__THE PROBLEM__.
Repeat back every line of the data, exactly.

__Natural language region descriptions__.
□ □ □
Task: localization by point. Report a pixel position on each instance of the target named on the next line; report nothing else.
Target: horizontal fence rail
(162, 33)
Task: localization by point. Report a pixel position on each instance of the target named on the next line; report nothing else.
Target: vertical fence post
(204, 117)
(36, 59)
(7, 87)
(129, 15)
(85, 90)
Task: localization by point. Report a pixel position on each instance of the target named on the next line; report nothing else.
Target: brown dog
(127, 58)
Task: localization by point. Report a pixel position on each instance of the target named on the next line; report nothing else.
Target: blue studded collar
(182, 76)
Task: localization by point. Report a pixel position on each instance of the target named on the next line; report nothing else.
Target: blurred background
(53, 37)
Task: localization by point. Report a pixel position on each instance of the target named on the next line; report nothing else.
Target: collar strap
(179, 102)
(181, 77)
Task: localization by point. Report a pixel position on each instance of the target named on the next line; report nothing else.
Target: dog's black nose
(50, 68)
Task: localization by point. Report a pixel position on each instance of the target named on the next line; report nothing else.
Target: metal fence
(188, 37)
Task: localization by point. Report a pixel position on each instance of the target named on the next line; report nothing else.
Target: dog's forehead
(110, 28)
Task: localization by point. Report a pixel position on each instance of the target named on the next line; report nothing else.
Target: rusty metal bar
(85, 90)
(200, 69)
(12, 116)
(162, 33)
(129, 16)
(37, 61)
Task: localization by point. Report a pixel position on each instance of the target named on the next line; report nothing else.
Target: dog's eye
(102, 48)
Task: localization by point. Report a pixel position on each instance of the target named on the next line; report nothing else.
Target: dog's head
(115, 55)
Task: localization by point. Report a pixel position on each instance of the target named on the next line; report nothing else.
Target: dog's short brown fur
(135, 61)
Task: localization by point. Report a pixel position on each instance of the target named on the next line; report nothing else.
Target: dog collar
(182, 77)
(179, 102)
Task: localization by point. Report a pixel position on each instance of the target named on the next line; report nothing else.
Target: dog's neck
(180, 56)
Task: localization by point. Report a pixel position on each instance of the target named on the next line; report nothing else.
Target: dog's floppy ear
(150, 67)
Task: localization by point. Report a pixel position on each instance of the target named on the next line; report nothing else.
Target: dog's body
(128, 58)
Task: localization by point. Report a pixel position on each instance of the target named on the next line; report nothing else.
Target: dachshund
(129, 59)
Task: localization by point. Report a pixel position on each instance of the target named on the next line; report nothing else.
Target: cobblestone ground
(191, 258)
□ □ □
__OUTPUT__.
Task: localization by point. Report a pixel position on each instance of the target named on the next line; report nothing else.
Target: horizontal fence rail
(162, 33)
Task: localization by point. Report a pixel position on each instance of the target named on the next line; report nothing else.
Target: vertical fence post
(204, 117)
(36, 59)
(7, 87)
(129, 15)
(85, 90)
Task: localization by point. Report a pixel position on each instance of the target named on the next line; report nothing else.
Target: brown dog
(127, 58)
Task: localization by point. Report a pixel position on each instance of the target named on the next line; report nothing else.
Target: blue studded collar
(182, 76)
Task: localization by point. Report a pixel position on each instance of the target named on the next line; report nothing else.
Target: blurred background
(53, 37)
Task: localization by point. Report a pixel position on each instance of the target named on the next line; report nothing else.
Target: collar strap
(179, 102)
(181, 77)
Task: localization by point. Report a pixel position on each instance of the target named on the next line; report nothing else.
Target: dog's black nose
(50, 68)
Task: localization by point. Report a pixel position on each instance of the target named on the next line; report nothing else.
Target: metal fence
(188, 37)
Task: localization by point. Report a pixel position on each instance of the target named on the next line; report nothing else.
Target: dog's forehead
(110, 28)
Task: localization by point. Report a pixel position on each instance of the target named on the next line; report nothing else.
Target: rusty metal bar
(85, 90)
(200, 69)
(12, 116)
(162, 33)
(129, 16)
(37, 61)
Task: localization by point. Report a pixel position on each instance of the target named on the next line; report nothing else.
Target: dog's eye
(102, 48)
Task: localization by point. Report a pixel position on each instance of the target named on the next line; report nothing else.
Target: dog's head
(115, 55)
Task: localization by point. Report a pixel position on each instance of the target named on the next line; report nothing else.
Target: dog's short brown fur
(135, 61)
Task: localization by point. Report a pixel position on each instance of the target named on the next line; report nothing else.
Target: dog collar
(182, 77)
(179, 102)
Task: localization by point. Report a pixel position on each instance of the target named on the next line; report nothing else.
Target: dog's neck
(180, 56)
Task: localization by point. Report a pixel position on each instance of the target named on the next line; report nothing else.
Target: dog's floppy ear
(150, 67)
Task: localization by point. Report a pixel position on each instance of the target named on the next line; report nothing else.
Target: dog's body
(128, 58)
Task: localization by point. Report a pixel position on each instance of the target named on the next line; report nothing else.
Target: dachshund
(129, 59)
Task: localization by point. Report a pixel position on each instance of the target named on the next line; report nothing else.
Target: cobblestone ground
(191, 258)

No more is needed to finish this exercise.